*Selection*:
The Company’s operating segments have been aggregated into two reportable segments, Construction Services and Repair & Maintenance Services.

 

The Construction Services segment includes turnkey and specialty construction services provided primarily to the downstream petroleum and power industries. These services include civil/structural, mechanical, piping, electrical and instrumentation, millwrighting, steel fabrication and erection, specialized heavy hauling and rigging, boiler work, engineering, and fabrication and construction of aboveground storage tanks.

 

The Repair & Maintenance Services segment provides routine, preventive and emergency-required maintenance and repair services primarily to the downstream petroleum and power industries. These services include plant turnarounds, power outages, industrial cleaning, facility and AST maintenance and repair.

 

Significant fluctuations in revenues, gross profits and operating results are discussed below on a consolidated basis and for each segment. Our revenues fluctuate from quarter to quarter due to many factors, including the changing product mix and project schedules which are dependent on the level and timing of customer releases of new business.

 

THREE MONTHS ENDED NOVEMBER 30, 2004 COMPARED TO THREE MONTHS ENDED NOVEMBER 30, 2003

 

Consolidated

 

Consolidated revenues were $113.5 million for the three months ended November 30, 2004, a decrease of $57.4 million or 33.6% from consolidated revenues of $170.9 million for the three months ended November 30, 2003. The decrease in consolidated revenues resulted from a $66.1 million decrease in Construction Services revenues partially offset by a $8.7 million increase in Repairs & Maintenance Services revenues.

*Direction 1*:
Extract every row that contains the string "chrome", treating uppercase and lowercase letters as different.

*Record excerpts*:
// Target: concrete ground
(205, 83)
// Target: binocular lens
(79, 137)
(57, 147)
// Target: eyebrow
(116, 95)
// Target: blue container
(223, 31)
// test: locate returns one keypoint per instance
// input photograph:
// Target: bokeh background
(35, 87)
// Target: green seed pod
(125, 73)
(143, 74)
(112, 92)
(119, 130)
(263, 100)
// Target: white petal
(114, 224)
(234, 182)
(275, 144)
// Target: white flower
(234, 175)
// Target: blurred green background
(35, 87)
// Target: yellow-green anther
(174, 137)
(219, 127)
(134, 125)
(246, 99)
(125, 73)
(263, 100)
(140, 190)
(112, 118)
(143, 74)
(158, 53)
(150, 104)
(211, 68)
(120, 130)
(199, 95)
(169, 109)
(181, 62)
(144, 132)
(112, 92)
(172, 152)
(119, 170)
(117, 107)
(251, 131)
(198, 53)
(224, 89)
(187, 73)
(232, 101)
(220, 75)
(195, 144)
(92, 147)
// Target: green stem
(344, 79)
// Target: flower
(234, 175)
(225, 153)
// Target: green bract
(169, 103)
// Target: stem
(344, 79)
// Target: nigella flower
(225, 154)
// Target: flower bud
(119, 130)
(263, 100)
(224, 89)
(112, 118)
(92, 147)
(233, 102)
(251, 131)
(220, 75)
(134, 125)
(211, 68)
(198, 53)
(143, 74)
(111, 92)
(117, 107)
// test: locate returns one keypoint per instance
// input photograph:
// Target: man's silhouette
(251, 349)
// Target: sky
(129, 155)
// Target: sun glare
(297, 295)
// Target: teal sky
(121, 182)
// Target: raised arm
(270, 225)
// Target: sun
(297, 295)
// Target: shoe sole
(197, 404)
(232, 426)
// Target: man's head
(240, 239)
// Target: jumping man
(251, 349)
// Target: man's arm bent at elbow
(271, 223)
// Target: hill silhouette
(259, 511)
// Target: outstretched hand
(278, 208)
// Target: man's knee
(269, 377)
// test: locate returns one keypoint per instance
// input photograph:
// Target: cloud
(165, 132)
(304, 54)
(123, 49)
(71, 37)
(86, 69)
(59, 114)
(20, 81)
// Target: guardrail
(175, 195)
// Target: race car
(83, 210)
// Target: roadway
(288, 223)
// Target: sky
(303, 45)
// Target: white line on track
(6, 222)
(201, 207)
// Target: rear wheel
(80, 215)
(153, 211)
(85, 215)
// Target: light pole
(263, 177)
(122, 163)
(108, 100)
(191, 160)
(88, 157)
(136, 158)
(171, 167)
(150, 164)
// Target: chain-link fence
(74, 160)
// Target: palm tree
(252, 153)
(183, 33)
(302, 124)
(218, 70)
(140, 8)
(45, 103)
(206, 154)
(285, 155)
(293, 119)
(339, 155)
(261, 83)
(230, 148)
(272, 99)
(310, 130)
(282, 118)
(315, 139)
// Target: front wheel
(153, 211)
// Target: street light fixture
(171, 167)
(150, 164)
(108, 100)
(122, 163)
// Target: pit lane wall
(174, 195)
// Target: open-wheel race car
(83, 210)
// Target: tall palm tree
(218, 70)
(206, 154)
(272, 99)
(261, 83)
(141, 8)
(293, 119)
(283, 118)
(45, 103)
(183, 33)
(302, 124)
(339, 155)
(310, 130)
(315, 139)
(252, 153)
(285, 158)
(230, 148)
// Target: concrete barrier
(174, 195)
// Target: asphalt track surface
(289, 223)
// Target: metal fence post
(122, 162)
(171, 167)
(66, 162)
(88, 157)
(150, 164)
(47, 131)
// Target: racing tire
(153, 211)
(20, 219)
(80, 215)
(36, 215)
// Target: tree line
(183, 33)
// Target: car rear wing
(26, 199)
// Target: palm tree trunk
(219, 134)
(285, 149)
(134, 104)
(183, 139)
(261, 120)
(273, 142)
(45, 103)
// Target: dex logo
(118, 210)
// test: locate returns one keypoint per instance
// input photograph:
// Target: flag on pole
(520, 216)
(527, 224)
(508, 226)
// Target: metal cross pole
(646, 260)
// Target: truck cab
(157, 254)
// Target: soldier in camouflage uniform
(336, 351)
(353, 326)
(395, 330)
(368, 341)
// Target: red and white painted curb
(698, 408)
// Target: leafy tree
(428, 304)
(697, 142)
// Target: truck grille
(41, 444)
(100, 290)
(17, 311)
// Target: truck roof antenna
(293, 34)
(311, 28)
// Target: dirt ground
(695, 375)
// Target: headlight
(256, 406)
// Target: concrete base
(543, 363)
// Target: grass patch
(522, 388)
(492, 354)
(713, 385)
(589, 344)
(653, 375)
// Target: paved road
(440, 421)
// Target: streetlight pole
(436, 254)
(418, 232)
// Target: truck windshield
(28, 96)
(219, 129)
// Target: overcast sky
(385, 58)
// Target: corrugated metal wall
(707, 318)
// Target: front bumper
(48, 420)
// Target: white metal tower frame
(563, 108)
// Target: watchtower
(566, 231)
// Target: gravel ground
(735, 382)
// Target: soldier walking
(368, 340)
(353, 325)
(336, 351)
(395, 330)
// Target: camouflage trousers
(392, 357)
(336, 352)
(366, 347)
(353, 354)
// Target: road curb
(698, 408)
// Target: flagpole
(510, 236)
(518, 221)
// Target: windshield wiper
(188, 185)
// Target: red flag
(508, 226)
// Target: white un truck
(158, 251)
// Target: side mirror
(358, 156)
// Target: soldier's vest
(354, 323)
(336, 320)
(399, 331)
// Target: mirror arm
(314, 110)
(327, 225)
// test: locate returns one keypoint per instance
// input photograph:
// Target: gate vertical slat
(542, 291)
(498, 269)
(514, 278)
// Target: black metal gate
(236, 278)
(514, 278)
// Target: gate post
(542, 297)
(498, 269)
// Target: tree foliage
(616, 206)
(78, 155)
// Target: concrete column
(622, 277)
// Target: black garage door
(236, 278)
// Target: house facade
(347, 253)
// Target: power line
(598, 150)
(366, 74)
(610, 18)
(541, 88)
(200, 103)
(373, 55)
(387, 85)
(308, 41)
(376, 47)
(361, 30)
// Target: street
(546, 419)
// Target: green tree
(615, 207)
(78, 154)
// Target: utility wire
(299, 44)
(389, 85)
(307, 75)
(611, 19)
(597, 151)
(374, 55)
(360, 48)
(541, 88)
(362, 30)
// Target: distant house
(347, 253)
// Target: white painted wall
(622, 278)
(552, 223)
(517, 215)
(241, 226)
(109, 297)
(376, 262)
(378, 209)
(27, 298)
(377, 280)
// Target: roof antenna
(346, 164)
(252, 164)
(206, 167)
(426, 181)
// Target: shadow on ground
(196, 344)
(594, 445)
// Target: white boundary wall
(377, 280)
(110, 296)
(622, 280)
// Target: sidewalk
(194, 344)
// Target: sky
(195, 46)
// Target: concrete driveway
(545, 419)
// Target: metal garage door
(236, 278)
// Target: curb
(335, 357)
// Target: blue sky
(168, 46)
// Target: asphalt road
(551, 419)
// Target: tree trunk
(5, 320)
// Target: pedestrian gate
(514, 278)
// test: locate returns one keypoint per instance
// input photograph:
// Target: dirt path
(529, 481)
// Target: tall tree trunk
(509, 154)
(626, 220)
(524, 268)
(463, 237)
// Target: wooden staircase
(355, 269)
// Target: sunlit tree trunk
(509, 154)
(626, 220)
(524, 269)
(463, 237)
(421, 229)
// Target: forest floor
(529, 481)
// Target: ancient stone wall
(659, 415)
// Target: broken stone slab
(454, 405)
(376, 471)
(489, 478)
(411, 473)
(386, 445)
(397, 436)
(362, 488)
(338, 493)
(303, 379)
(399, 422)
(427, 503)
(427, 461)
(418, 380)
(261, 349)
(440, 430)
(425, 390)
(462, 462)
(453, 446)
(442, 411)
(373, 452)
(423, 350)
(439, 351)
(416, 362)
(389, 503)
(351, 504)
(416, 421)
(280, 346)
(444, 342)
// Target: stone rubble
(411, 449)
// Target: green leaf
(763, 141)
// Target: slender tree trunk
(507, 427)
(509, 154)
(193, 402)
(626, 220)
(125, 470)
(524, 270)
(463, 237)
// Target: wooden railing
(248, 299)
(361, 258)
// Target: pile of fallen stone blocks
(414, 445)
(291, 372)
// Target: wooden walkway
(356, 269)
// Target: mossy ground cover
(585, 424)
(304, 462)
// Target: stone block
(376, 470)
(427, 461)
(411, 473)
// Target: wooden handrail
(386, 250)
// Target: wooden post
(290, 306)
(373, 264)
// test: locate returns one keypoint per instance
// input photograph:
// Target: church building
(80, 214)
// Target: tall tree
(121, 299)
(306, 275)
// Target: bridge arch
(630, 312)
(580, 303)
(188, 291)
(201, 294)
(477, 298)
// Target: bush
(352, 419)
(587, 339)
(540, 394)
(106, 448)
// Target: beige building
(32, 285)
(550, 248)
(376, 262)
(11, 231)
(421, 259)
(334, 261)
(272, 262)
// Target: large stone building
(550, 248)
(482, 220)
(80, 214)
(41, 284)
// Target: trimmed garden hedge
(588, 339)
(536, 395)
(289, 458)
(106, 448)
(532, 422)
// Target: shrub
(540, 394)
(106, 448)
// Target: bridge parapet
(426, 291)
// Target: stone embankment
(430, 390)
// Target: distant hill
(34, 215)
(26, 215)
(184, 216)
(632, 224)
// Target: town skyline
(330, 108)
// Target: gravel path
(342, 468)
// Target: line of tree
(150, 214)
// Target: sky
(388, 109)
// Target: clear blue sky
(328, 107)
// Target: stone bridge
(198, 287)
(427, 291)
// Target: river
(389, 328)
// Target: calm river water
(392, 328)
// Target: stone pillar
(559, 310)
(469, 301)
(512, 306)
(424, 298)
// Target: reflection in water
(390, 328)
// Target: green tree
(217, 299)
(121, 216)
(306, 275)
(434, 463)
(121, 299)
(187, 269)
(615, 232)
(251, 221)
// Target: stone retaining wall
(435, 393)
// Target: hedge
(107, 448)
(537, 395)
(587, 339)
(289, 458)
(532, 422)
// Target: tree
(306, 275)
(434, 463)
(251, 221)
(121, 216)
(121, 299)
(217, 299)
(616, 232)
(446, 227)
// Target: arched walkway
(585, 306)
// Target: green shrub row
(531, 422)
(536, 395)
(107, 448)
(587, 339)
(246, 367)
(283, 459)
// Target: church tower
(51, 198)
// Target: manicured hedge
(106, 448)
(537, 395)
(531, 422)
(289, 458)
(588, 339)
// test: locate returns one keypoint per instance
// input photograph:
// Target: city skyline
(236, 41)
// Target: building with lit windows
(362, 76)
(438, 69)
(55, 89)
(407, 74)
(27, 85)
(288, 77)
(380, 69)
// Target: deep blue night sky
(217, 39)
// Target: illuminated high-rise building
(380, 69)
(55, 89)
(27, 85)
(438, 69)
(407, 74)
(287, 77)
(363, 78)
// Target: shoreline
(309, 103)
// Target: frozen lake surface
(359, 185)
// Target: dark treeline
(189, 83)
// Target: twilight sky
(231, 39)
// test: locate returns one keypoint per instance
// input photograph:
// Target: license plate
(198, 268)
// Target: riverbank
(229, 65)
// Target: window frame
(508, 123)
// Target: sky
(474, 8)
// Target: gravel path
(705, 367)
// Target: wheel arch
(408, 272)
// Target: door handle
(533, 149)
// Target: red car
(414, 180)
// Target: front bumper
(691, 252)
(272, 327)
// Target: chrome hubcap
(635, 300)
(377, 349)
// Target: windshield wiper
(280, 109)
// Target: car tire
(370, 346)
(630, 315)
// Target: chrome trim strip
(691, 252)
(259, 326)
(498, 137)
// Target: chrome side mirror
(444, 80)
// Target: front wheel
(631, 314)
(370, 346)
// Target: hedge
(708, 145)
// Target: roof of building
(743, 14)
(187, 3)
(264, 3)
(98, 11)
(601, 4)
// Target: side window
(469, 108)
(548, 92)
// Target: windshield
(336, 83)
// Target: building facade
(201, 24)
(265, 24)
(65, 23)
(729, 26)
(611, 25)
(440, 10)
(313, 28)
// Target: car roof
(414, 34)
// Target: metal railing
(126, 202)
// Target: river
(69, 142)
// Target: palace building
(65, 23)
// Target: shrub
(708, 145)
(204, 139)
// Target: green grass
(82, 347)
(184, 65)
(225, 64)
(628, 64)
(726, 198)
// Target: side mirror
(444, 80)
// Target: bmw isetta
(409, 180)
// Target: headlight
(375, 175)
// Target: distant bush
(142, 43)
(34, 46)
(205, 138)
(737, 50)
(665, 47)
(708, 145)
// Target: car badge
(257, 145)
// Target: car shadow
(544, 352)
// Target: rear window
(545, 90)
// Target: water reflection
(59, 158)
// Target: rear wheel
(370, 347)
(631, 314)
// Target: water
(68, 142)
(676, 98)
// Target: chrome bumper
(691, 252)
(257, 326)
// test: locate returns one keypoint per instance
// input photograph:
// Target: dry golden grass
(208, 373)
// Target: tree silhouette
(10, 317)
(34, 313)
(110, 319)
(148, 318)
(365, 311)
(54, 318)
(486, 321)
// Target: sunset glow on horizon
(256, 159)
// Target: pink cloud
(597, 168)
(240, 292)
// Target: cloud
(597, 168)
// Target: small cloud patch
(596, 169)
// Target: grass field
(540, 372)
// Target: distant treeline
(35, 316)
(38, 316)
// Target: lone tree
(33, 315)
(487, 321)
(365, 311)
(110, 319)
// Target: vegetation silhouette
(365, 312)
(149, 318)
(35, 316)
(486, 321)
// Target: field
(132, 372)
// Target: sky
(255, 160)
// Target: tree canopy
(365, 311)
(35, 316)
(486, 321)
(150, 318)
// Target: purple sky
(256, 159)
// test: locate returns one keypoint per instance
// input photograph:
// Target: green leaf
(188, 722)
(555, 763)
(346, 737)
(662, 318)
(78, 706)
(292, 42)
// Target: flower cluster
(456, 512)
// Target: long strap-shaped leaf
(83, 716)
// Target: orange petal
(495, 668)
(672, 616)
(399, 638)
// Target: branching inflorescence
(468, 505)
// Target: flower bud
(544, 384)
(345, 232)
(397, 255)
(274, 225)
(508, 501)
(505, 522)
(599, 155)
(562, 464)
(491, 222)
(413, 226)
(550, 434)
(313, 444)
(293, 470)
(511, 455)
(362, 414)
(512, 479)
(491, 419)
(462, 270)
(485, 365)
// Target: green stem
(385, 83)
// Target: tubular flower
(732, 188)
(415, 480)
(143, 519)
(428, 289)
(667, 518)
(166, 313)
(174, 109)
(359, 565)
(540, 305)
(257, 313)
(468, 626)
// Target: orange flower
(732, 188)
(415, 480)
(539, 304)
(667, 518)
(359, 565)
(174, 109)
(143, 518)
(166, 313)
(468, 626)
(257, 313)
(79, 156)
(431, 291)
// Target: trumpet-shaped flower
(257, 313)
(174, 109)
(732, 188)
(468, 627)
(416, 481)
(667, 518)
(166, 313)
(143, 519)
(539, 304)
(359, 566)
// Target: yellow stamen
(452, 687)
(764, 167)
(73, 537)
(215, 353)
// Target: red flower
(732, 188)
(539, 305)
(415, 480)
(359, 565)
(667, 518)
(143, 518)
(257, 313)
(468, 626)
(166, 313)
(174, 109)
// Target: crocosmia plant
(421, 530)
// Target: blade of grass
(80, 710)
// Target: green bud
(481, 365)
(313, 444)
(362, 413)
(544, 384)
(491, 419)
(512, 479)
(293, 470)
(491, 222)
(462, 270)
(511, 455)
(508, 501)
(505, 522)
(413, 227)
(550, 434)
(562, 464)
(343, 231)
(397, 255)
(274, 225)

*Direction 2*:
List every dollar amount stated in the segment excerpt above.

*Complete response 1*:
// Target: chrome hubcap
// Target: chrome trim strip
// Target: chrome side mirror
// Target: chrome bumper

*Complete response 2*:
$113.5 million
$57.4 million
$170.9 million
$66.1 million
$8.7 million